TASK GOAL: Update the items below by changing every "pointer" to "labeler" and reproducing all other text unchanged.

MATERIAL FOR THE TASK:

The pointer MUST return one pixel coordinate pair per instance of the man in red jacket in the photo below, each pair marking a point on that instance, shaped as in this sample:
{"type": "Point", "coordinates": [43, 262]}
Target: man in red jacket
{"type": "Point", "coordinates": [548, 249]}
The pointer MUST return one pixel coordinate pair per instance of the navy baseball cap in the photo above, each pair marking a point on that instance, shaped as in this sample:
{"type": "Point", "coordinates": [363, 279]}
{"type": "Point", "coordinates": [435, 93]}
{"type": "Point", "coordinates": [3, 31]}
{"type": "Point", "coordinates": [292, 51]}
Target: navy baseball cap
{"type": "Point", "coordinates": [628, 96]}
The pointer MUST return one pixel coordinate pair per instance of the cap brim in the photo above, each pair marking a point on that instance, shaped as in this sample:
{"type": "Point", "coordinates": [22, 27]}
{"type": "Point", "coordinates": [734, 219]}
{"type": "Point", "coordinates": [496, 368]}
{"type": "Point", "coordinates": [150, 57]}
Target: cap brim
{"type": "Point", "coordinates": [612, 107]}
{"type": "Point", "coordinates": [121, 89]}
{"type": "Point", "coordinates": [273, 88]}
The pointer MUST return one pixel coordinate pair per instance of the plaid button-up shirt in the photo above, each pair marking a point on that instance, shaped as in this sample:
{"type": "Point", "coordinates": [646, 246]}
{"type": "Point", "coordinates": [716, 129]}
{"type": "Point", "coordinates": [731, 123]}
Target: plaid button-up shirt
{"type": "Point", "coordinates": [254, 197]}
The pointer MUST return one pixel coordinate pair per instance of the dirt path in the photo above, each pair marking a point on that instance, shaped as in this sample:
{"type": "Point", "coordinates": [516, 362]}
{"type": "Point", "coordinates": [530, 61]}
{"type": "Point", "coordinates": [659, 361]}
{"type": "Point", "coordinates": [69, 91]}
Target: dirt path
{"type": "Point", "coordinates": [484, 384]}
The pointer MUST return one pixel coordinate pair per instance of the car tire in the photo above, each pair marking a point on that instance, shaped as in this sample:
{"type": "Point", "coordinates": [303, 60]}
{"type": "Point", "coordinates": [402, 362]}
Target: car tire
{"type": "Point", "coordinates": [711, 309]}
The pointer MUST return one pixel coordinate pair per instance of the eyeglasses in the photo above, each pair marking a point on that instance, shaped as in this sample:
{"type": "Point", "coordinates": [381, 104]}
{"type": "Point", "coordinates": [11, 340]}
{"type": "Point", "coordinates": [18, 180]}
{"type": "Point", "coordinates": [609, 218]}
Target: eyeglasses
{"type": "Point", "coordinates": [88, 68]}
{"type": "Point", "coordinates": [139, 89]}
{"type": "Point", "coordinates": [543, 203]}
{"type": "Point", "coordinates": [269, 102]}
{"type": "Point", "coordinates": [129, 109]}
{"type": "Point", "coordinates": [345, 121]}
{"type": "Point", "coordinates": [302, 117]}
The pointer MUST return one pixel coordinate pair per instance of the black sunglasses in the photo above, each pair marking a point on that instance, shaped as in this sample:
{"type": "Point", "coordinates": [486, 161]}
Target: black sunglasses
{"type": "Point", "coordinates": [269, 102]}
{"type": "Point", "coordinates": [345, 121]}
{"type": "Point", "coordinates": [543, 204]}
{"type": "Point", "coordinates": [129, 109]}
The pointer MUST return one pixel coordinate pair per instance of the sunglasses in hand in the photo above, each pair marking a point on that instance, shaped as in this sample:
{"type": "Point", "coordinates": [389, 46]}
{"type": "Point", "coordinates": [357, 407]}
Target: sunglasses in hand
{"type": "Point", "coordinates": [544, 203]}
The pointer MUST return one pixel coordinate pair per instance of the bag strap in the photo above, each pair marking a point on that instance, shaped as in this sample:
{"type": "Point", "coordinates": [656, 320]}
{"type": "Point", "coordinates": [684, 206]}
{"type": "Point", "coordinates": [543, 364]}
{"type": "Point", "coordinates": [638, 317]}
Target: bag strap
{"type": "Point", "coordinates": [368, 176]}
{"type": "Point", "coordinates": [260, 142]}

WORKED SOLUTION:
The labeler MUST return one pixel coordinate pair per instance of the man in red jacket in the photo below, each pair marking a point on that instance, shaped as in this sample:
{"type": "Point", "coordinates": [43, 262]}
Target: man in red jacket
{"type": "Point", "coordinates": [548, 249]}
The labeler MUST return one pixel coordinate pair per instance of the navy baseball cap in the photo above, each pair marking a point on that instance, shaped as in this sample:
{"type": "Point", "coordinates": [363, 279]}
{"type": "Point", "coordinates": [435, 93]}
{"type": "Point", "coordinates": [3, 31]}
{"type": "Point", "coordinates": [292, 51]}
Target: navy baseball cap
{"type": "Point", "coordinates": [628, 96]}
The labeler MUST return one pixel coordinate pair per instance of the cap brim in the photo above, each pair marking a point on that instance, shaped as in this sample:
{"type": "Point", "coordinates": [22, 27]}
{"type": "Point", "coordinates": [734, 219]}
{"type": "Point", "coordinates": [496, 368]}
{"type": "Point", "coordinates": [150, 57]}
Target: cap brim
{"type": "Point", "coordinates": [612, 107]}
{"type": "Point", "coordinates": [121, 89]}
{"type": "Point", "coordinates": [273, 88]}
The labeler MUST return one pixel coordinate pair per instance of the plaid button-up shirt in the photo above, each pair marking a point on that instance, shaped as in this sample:
{"type": "Point", "coordinates": [646, 246]}
{"type": "Point", "coordinates": [716, 129]}
{"type": "Point", "coordinates": [731, 123]}
Target: plaid button-up shirt
{"type": "Point", "coordinates": [254, 197]}
The labeler MUST return one pixel coordinate pair per instance of the dirt path in the photo above, each pair marking a point on that instance, shaped as in this sample:
{"type": "Point", "coordinates": [516, 362]}
{"type": "Point", "coordinates": [530, 61]}
{"type": "Point", "coordinates": [659, 361]}
{"type": "Point", "coordinates": [69, 91]}
Target: dirt path
{"type": "Point", "coordinates": [484, 384]}
The labeler MUST return one pixel coordinate pair per instance of the car tire in the photo above, each pair marking a point on that instance, shaped as in this sample:
{"type": "Point", "coordinates": [303, 60]}
{"type": "Point", "coordinates": [402, 362]}
Target: car tire
{"type": "Point", "coordinates": [711, 309]}
The labeler MUST return one pixel coordinate pair per instance of the eyeglasses in the photo above, each pair marking a point on that instance, shaped as in this sample:
{"type": "Point", "coordinates": [381, 104]}
{"type": "Point", "coordinates": [11, 340]}
{"type": "Point", "coordinates": [18, 180]}
{"type": "Point", "coordinates": [609, 218]}
Target: eyeglasses
{"type": "Point", "coordinates": [88, 68]}
{"type": "Point", "coordinates": [139, 89]}
{"type": "Point", "coordinates": [543, 203]}
{"type": "Point", "coordinates": [269, 102]}
{"type": "Point", "coordinates": [129, 109]}
{"type": "Point", "coordinates": [345, 121]}
{"type": "Point", "coordinates": [302, 117]}
The labeler MUST return one pixel coordinate pair per instance of the black sunglasses in the photo above, each pair marking a point on that instance, shaped as in this sample:
{"type": "Point", "coordinates": [486, 161]}
Target: black sunglasses
{"type": "Point", "coordinates": [269, 102]}
{"type": "Point", "coordinates": [345, 121]}
{"type": "Point", "coordinates": [543, 204]}
{"type": "Point", "coordinates": [129, 109]}
The labeler MUST return one pixel coordinate pair per instance of the sunglasses in hand in the photo above, each pair marking a point on that instance, shaped as in this sample:
{"type": "Point", "coordinates": [389, 46]}
{"type": "Point", "coordinates": [357, 407]}
Target: sunglasses in hand
{"type": "Point", "coordinates": [544, 203]}
The labeler MUST return one pixel coordinate pair per instance of the bag strap in the photo above, each pair marking a point on that instance, shaped as in this sample:
{"type": "Point", "coordinates": [656, 320]}
{"type": "Point", "coordinates": [684, 206]}
{"type": "Point", "coordinates": [543, 364]}
{"type": "Point", "coordinates": [638, 317]}
Target: bag strap
{"type": "Point", "coordinates": [368, 176]}
{"type": "Point", "coordinates": [260, 142]}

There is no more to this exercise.